==== Source material

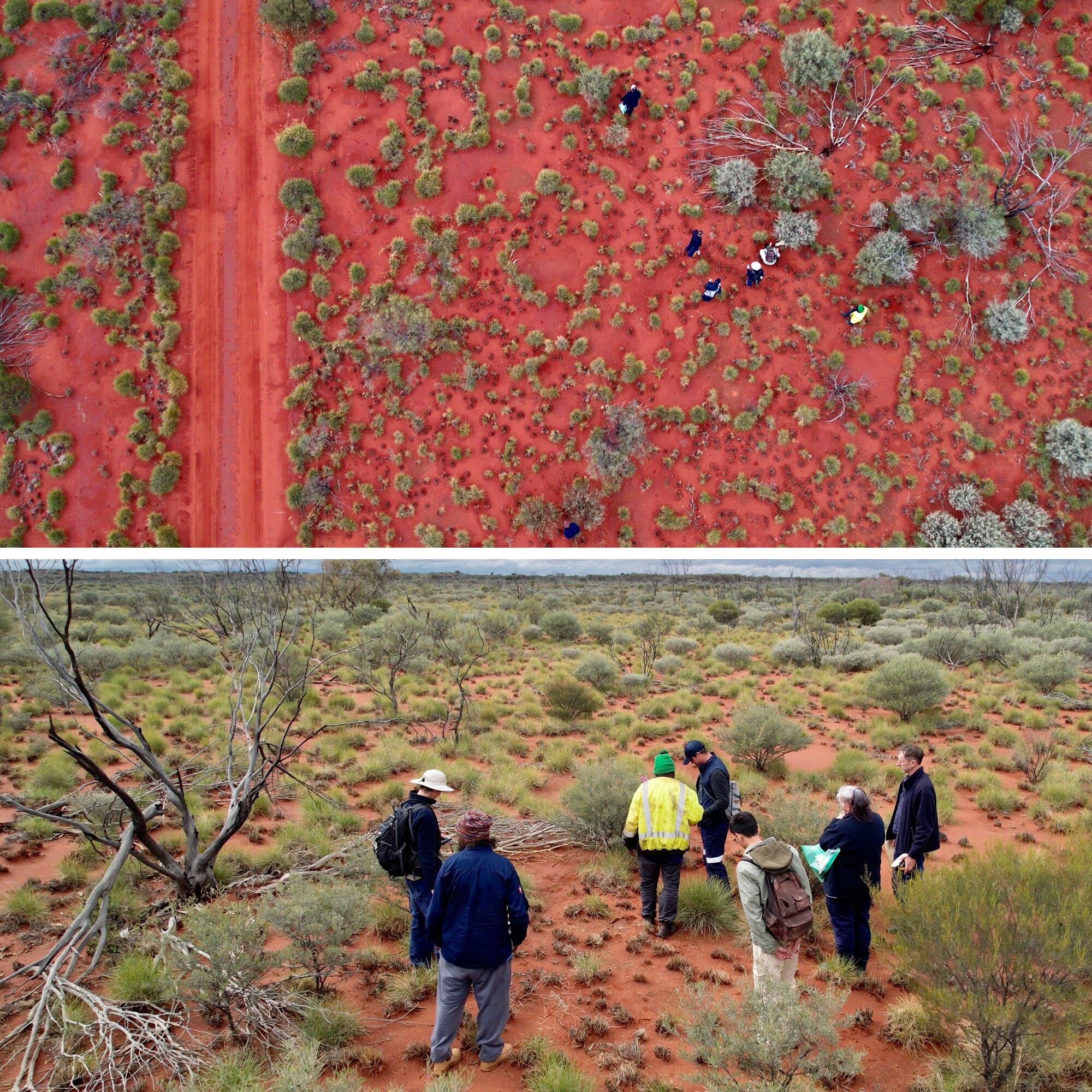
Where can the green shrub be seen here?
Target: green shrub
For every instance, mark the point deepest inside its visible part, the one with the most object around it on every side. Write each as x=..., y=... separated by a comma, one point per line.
x=798, y=177
x=295, y=140
x=388, y=194
x=294, y=280
x=330, y=1026
x=295, y=17
x=16, y=14
x=811, y=60
x=25, y=907
x=64, y=176
x=45, y=10
x=908, y=685
x=569, y=701
x=598, y=803
x=708, y=909
x=430, y=184
x=10, y=235
x=555, y=1073
x=361, y=176
x=548, y=183
x=293, y=90
x=761, y=733
x=562, y=625
x=774, y=1035
x=140, y=980
x=725, y=612
x=601, y=671
x=998, y=948
x=1048, y=671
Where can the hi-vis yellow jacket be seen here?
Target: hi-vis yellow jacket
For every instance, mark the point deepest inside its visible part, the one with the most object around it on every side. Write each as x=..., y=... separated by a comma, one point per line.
x=662, y=813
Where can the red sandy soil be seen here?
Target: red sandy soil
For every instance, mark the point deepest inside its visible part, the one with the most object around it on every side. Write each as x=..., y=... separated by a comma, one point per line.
x=238, y=346
x=929, y=450
x=554, y=1010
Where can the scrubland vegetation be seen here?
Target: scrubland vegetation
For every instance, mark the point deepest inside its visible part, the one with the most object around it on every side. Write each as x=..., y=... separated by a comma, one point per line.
x=191, y=765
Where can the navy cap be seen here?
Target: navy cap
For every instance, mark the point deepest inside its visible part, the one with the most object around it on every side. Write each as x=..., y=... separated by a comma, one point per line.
x=693, y=747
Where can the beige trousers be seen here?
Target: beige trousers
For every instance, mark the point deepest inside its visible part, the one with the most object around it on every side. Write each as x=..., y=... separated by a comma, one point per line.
x=768, y=968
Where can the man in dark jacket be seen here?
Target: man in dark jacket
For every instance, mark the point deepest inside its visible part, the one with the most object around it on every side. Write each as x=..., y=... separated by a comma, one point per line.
x=478, y=917
x=915, y=827
x=858, y=835
x=715, y=794
x=425, y=833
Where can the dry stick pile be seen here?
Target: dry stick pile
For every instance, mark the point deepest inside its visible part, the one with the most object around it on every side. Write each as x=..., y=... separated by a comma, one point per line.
x=520, y=838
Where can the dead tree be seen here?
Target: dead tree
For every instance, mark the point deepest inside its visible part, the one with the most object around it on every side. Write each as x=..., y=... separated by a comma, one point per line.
x=1003, y=589
x=1035, y=164
x=678, y=574
x=459, y=647
x=944, y=39
x=21, y=335
x=260, y=625
x=842, y=393
x=747, y=128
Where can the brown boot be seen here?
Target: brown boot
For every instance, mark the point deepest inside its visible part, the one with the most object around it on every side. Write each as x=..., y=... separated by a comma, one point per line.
x=506, y=1052
x=443, y=1067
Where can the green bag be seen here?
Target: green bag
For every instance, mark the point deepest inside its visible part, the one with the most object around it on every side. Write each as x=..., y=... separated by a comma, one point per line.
x=818, y=859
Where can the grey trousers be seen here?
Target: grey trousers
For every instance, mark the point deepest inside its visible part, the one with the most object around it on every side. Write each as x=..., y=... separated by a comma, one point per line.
x=652, y=864
x=492, y=988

========

Please copy out every line of the preceding listing that carries "green".

Where can the green shrub be seen here?
Target: green shrub
Where can the green bag be seen here?
Target: green bag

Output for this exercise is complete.